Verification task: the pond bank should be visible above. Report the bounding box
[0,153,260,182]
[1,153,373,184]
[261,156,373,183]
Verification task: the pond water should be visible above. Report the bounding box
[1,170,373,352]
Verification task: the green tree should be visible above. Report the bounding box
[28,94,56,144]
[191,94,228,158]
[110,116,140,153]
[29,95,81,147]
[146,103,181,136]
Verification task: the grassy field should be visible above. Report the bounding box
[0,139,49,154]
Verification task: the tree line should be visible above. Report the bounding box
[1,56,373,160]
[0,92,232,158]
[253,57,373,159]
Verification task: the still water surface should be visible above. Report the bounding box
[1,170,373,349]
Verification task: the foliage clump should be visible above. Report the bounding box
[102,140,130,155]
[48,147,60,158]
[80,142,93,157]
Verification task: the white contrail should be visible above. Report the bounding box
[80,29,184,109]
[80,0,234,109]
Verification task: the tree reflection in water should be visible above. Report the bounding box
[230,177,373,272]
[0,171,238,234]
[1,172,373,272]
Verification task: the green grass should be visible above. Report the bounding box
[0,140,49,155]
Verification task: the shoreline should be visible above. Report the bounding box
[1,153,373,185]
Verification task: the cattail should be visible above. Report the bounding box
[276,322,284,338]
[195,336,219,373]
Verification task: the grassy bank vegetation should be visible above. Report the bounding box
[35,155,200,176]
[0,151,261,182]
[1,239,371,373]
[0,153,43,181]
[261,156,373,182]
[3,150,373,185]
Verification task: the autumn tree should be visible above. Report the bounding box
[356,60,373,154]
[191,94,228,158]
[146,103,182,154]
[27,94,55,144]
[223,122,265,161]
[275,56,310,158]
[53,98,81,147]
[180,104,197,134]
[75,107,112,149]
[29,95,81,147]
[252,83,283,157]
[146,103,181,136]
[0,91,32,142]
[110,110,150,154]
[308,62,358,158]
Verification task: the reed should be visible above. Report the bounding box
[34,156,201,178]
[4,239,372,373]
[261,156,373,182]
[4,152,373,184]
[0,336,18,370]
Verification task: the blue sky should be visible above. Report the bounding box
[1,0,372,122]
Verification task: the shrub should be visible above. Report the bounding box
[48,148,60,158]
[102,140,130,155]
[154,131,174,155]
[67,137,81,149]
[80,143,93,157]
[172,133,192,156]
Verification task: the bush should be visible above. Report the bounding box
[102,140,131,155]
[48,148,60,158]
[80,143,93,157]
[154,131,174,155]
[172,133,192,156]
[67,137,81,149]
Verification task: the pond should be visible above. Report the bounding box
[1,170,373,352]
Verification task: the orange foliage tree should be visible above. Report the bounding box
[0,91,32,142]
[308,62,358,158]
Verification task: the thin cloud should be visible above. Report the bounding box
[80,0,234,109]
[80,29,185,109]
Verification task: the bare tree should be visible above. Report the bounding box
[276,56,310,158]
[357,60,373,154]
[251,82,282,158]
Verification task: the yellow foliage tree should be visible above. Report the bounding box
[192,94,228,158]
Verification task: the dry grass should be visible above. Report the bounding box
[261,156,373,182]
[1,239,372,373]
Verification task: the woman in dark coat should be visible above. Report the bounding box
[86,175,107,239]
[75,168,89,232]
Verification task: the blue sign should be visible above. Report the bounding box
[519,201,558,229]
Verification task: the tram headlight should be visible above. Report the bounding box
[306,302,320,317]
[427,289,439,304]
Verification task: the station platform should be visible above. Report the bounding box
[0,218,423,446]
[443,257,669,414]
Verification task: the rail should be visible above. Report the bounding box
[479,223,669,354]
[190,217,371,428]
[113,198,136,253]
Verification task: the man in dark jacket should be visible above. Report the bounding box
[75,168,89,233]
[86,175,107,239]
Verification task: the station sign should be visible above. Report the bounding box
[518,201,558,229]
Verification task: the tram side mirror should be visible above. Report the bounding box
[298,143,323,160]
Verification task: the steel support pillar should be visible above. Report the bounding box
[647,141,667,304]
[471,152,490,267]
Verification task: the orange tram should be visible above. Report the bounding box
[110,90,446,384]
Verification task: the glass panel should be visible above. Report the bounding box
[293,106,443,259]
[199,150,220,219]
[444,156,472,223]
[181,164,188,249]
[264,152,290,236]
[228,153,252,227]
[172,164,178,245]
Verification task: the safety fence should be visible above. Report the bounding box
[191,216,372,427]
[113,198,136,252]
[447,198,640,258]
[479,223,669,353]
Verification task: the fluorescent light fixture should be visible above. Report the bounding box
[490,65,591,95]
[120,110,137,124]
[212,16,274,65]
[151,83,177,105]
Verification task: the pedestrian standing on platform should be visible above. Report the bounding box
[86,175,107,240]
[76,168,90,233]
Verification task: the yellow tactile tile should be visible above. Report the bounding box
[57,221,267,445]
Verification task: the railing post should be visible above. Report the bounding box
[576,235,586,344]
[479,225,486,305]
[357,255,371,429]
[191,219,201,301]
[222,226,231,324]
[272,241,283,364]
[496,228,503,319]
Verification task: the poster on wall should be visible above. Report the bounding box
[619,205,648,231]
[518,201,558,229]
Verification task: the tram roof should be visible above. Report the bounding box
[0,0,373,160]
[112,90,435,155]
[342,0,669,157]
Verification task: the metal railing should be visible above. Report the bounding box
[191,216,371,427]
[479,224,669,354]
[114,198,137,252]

Exercise objective. Each line of the material above needs to be quoted exactly, please.

Response for this exercise.
Verification task: the pond bank should be visible above. Report the bounding box
[0,153,260,182]
[1,153,373,184]
[261,156,373,183]
Verification task: the pond water should be visible above. Report the bounding box
[1,170,373,352]
Verification task: the green tree should be visible above. Report the bounding box
[28,94,56,144]
[191,94,228,158]
[110,116,140,153]
[29,95,81,147]
[146,103,181,136]
Verification task: the grassy field should be visible above. Report the bounding box
[0,139,49,154]
Verification task: the tree line should be visible above. Report the bounding box
[1,56,373,160]
[0,92,232,158]
[253,57,373,159]
Verification task: the still water surface should be visible above. Report the bounding box
[1,170,373,349]
Verification task: the foliage clump should be visible above. Report the bounding box
[102,140,130,155]
[48,147,60,158]
[80,142,93,157]
Verification task: the white contrail should be visible above. Report the bounding box
[80,29,184,109]
[80,0,234,109]
Verification task: the tree reflection in water should be visible above. Report the bounding box
[230,177,373,272]
[0,171,238,234]
[1,172,373,272]
Verification task: the green grass should be visible above. Report the bounding box
[0,140,49,155]
Verification task: the shoreline should be visible above. Report the bounding box
[1,153,373,185]
Verification task: the cattail should be visible above. Report the bounding box
[276,322,284,338]
[195,336,219,373]
Verification task: the grassy bank vegetation should be visible above. Report the bounding box
[35,155,200,176]
[0,151,261,182]
[1,239,371,373]
[0,153,43,181]
[261,156,373,182]
[3,150,373,185]
Verification task: the autumn tree should be visible above. Report the bounding box
[356,60,373,154]
[191,94,228,158]
[146,103,182,154]
[27,94,55,144]
[223,122,265,161]
[275,56,310,158]
[53,98,81,147]
[180,104,197,134]
[75,107,112,149]
[29,95,81,147]
[252,83,283,157]
[146,103,181,136]
[0,91,32,142]
[110,110,150,154]
[308,62,358,158]
Verification task: the reed should be visible above. Report the bounding box
[34,156,201,178]
[4,239,372,373]
[261,156,373,182]
[4,152,373,184]
[0,336,18,370]
Verification task: the blue sky should be visible above. Report the bounding box
[1,0,372,122]
Verification task: the shrub should be visible above. Report the bounding box
[48,148,60,158]
[102,140,130,155]
[154,131,174,155]
[67,137,81,149]
[80,143,93,157]
[172,133,192,156]
Verification task: the bush should be visible above. Report the bounding box
[102,140,131,155]
[48,148,60,158]
[80,143,93,157]
[154,131,174,155]
[172,133,192,156]
[67,137,81,149]
Verification task: the pond should be visible above. Report the bounding box
[1,170,373,352]
Verification task: the orange foliage tree should be visible above. Report the bounding box
[0,91,32,142]
[308,62,358,158]
Verification task: the thin cloud should be visible above. Report the bounding box
[80,0,234,109]
[80,29,185,109]
Verification task: the bare tree should be visible above. Report the bounding box
[276,56,310,158]
[357,60,373,154]
[251,82,282,158]
Verification task: the yellow foliage tree should be visible above. Report the bounding box
[192,94,228,158]
Verification task: the dry grass should be visible above. Report the bounding box
[261,156,373,182]
[1,239,372,373]
Verification task: the woman in dark coat should be visible above. Report the bounding box
[86,175,107,239]
[75,168,89,232]
Verification task: the blue sign should be visible above. Report the bounding box
[519,201,558,229]
Verification task: the tram headlight should be visible above. Report the bounding box
[306,302,320,317]
[427,289,439,304]
Verification task: the station platform should be visible above. Report the bounding box
[0,218,423,446]
[443,257,669,414]
Verification task: the rail should be visible above. Report the bounding box
[479,223,669,354]
[190,217,371,428]
[113,198,136,253]
Verification task: the man in dark jacket should be visible above. Report the bounding box
[75,168,89,233]
[86,175,107,239]
Verification task: the station sign should be visible above. Report the bounding box
[518,201,558,229]
Verification task: the tram side mirror should be visible above. Report the bounding box
[298,143,323,160]
Verification task: the steel support pillar should be visible above. Report the bounding box
[647,141,667,304]
[471,152,490,267]
Verification task: the orange tram should be visible above. Report the bounding box
[110,90,446,384]
Verification task: the glass panel should be visible above. Report the bounding box
[293,106,443,259]
[199,150,220,219]
[444,156,472,223]
[181,164,188,249]
[264,152,290,236]
[228,153,252,227]
[172,164,178,245]
Verification task: the safety fence should be visible above. Report the bounding box
[191,216,372,427]
[113,198,136,252]
[447,198,640,258]
[479,223,669,353]
Verification task: the fluorescent light fixture should be visible above. Report the bounding box
[490,65,591,95]
[120,110,137,124]
[212,16,274,65]
[151,83,177,105]
Verification task: the pedestrian standing on platform should be visible above. Report the bounding box
[86,175,107,240]
[76,168,90,233]
Verification task: the yellow tactile tile should be visible above. Report the bounding box
[57,221,267,445]
Verification task: the railing post should be visible above. Report the bounding box
[576,235,586,344]
[479,225,486,305]
[357,255,371,429]
[191,219,201,301]
[222,226,231,324]
[272,241,283,364]
[496,228,503,319]
Verification task: the poster on wall should be visible above. Report the bounding box
[619,205,648,231]
[518,201,558,229]
Verification task: the tram roof should be visible above. Report the bounding box
[0,0,373,160]
[112,90,435,155]
[342,0,669,157]
Verification task: the metal railing should be visible above. Report the bounding box
[191,216,371,427]
[479,224,669,354]
[114,198,137,252]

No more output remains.